--- Set exercise ---
Reproduce every line of the entries below, requests included, but multiply each coordinate in the answers by 0.2 and round it to a whole number, with halves rounded up. Leave the numbers in the requests and their format samples unchanged, and omit the pictures.

— begin —

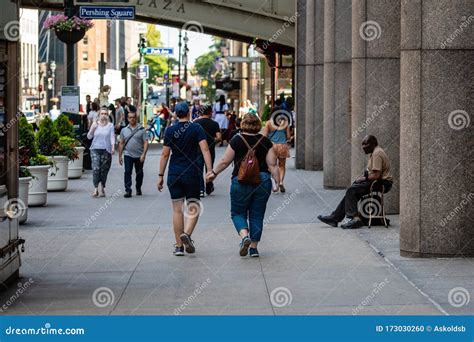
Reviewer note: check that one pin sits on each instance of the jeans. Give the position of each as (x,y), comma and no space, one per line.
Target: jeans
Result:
(248,204)
(348,205)
(101,162)
(129,163)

— end —

--- Task answer ---
Reviewer note: check that one pin sits on each instance of the jeans. Give the position of each as (x,y), comma and no space, one per line.
Target: jeans
Result:
(50,41)
(70,41)
(20,32)
(26,33)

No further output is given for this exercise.